▶ _YOUR TASKS_
A. Rewrite the passage about Globovisión that opens with "Globovisión is a" and closes with "package (channel 724).", swapping "DirecTV" for "SKY".
B. According to the text about Globovisión, on which UHF channel does the network broadcast over the air?
C. Write what comes next in the text about Globovisión, picking up after its last sentence.

▶ _TEXT TO READ_
· · ·
Globovisión is a 24-hour television news network.  It broadcasts over-the-air in Caracas, Aragua, Carabobo and Zulia on UHF channel 33.  Globovisión is seen in the rest of Venezuela on cable or satellite (Globovisión has an alliance with DirecTV, where it can be seen on channel 110) and worldwide from their website.  Some of Globovisión's programs can be seen in the United States on cable network Canal Sur and TV Venezuela, a channel offered in DirecTV's Para Todos package. In Latin America, Globovision can be seen in Argentina, Colombia, Chile, Ecuador, Peru, Uruguay and other territories as Aruba, Trinidad and Tobago, Barbados and Curaçao in DirecTV's package (channel 724).
· · ·
▶ _DATA_

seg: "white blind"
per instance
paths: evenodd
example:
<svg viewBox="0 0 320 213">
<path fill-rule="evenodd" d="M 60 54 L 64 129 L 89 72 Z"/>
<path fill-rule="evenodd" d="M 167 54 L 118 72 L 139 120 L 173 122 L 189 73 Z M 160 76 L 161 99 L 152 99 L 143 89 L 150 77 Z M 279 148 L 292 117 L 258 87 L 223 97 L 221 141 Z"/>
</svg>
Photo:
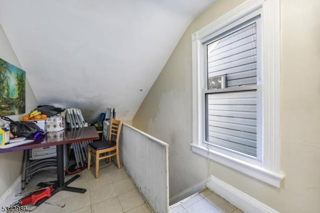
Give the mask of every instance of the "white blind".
· · ·
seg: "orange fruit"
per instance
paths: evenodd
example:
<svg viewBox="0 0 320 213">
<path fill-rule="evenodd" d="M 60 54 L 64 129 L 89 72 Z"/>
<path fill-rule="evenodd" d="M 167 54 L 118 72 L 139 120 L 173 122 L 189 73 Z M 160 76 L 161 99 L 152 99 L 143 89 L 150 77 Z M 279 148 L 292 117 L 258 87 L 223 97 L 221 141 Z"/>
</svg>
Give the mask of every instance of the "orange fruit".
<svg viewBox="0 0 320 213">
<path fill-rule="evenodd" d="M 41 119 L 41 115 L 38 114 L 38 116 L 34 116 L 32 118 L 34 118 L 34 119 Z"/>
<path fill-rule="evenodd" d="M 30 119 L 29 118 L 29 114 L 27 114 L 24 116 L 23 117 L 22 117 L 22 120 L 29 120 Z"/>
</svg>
· · ·
▶ _EXERCISE RESPONSES_
A.
Globovisión is a 24-hour television news network.  It broadcasts over-the-air in Caracas, Aragua, Carabobo and Zulia on UHF channel 33.  Globovisión is seen in the rest of Venezuela on cable or satellite (Globovisión has an alliance with SKY, where it can be seen on channel 110) and worldwide from their website.  Some of Globovisión's programs can be seen in the United States on cable network Canal Sur and TV Venezuela, a channel offered in SKY's Para Todos package. In Latin America, Globovision can be seen in Argentina, Colombia, Chile, Ecuador, Peru, Uruguay and other territories as Aruba, Trinidad and Tobago, Barbados and Curaçao in SKY's package (channel 724).

B. UHF channel 33.

C.
History
On December 1, 1994, Luis Teófilo Núñez Arismendi, Guillermo Zuloaga Núñez, Nelson Mezerhane Gosen, and Alberto Federico Ravell Arreaza, inaugurated Globovisión, channel 33, the first 24-hour news network in Venezuela to broadcast over-the-air.  Currently,  Globovisión is broadcast over the air in Caracas, Aragua, Carabobo and Zulia.  Globovisión's programming is also carried by 95 percent of the nation's cable systems.
On February 17, 2010, Ravell, general director of the channel, was dismissed from his post by board of directors of Globovision due to "differences with its partners". Ravell said he had to " sacrifice himself leaving office for the channel wasn't sold and falls into the hands of Government of Hugo Chavez".

In 2009, pro-government leader Lina Ron led an armed attack on Globovisión, where she and attackers threw tear gas into the headquarters of the news organization that left injured multiple individuals inside and threatened its security with firearms.

In 2013, Globovisión was sold to an economist and businessman with connections to the Venezuelan government, Juan Domingo Cordero, who also runs the insurance company La Vitalicia.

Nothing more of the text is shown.